[GIVEN EXERCISE]: Retype the entire listing below line for line, changing nothing.

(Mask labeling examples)
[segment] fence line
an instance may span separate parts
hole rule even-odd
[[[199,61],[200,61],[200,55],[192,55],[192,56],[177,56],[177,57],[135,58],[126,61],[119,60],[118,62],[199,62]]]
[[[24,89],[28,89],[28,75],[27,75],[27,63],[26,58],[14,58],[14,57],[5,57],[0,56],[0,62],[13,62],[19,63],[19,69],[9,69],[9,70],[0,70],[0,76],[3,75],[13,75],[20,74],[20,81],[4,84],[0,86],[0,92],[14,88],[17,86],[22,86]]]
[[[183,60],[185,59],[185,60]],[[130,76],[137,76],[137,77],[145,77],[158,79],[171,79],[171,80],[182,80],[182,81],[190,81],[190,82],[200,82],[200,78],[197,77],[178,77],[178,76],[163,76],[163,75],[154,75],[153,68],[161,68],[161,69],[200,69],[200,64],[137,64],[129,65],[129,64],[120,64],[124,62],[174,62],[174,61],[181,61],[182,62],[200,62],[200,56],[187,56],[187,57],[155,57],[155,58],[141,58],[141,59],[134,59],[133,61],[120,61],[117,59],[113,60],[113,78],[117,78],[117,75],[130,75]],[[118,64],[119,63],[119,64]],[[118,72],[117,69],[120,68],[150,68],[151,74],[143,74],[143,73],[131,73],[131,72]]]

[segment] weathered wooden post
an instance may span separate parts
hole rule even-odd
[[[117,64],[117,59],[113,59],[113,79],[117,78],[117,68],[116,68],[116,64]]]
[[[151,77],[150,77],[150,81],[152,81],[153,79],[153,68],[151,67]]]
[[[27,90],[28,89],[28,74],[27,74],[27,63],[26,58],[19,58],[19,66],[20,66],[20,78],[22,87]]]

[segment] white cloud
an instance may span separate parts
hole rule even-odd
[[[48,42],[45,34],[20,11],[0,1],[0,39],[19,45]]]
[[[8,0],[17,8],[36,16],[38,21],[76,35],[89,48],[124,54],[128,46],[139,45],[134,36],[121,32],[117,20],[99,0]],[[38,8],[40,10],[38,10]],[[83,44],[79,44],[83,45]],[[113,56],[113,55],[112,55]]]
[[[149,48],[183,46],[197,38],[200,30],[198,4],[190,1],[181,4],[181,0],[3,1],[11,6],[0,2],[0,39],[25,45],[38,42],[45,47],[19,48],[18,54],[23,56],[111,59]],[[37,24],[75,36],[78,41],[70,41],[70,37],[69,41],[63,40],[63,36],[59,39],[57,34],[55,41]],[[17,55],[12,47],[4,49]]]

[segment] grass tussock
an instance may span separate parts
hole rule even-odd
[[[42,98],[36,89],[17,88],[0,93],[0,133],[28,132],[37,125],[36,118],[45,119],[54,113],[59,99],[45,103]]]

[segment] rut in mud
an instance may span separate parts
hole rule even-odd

[SOLUTION]:
[segment] fence line
an instance may span separate parts
hole rule even-odd
[[[199,61],[200,61],[200,55],[192,55],[192,56],[177,56],[177,57],[135,58],[126,61],[119,60],[118,62],[199,62]]]
[[[24,89],[28,89],[28,75],[27,75],[27,63],[26,58],[14,58],[14,57],[5,57],[0,56],[0,62],[13,62],[19,63],[19,69],[9,69],[9,70],[0,70],[0,76],[3,75],[13,75],[20,74],[20,81],[4,84],[0,86],[0,92],[14,88],[17,86],[22,86]]]
[[[183,60],[185,59],[185,60]],[[130,76],[137,76],[137,77],[145,77],[158,79],[171,79],[171,80],[182,80],[182,81],[190,81],[190,82],[200,82],[200,78],[197,77],[178,77],[178,76],[163,76],[163,75],[154,75],[153,68],[161,68],[161,69],[200,69],[200,64],[137,64],[129,65],[129,64],[120,64],[124,62],[174,62],[174,61],[181,61],[182,62],[200,62],[200,56],[187,56],[187,57],[155,57],[155,58],[141,58],[141,59],[134,59],[133,61],[120,61],[117,59],[113,60],[113,78],[117,78],[117,75],[130,75]],[[118,64],[119,63],[119,64]],[[118,72],[117,69],[120,68],[150,68],[151,74],[143,74],[143,73],[131,73],[131,72]]]

[segment] weathered wooden post
an instance may span separate parts
hole rule even-odd
[[[117,64],[117,59],[113,59],[113,79],[117,78],[117,68],[116,68],[116,64]]]
[[[151,77],[150,77],[150,81],[152,81],[153,79],[153,68],[151,67]]]
[[[27,90],[28,89],[28,74],[27,74],[27,63],[26,58],[19,58],[19,66],[20,66],[20,78],[22,87]]]

[segment] white cloud
an instance may span separate parts
hole rule even-odd
[[[48,42],[45,34],[20,11],[0,1],[0,39],[19,45]]]
[[[8,0],[17,8],[36,16],[38,21],[76,35],[89,48],[124,54],[128,46],[139,45],[134,36],[121,32],[117,20],[99,0]],[[38,8],[40,10],[38,10]],[[83,44],[79,44],[83,45]],[[113,56],[113,55],[112,55]]]
[[[149,48],[183,46],[197,38],[200,30],[198,4],[190,1],[181,4],[181,0],[3,1],[11,6],[0,2],[0,39],[25,45],[38,42],[45,47],[19,48],[18,54],[23,56],[111,59]],[[37,24],[75,36],[78,41],[70,41],[70,37],[69,41],[63,40],[63,36],[59,39],[57,34],[55,41]],[[17,55],[12,47],[4,49]]]

[segment] grass tussock
an instance may span separate parts
hole rule even-odd
[[[42,98],[36,89],[17,88],[0,93],[0,133],[28,132],[37,125],[36,118],[45,119],[54,113],[59,99],[45,103]]]

[segment] rut in mud
an instance may span separate parts
hole rule even-odd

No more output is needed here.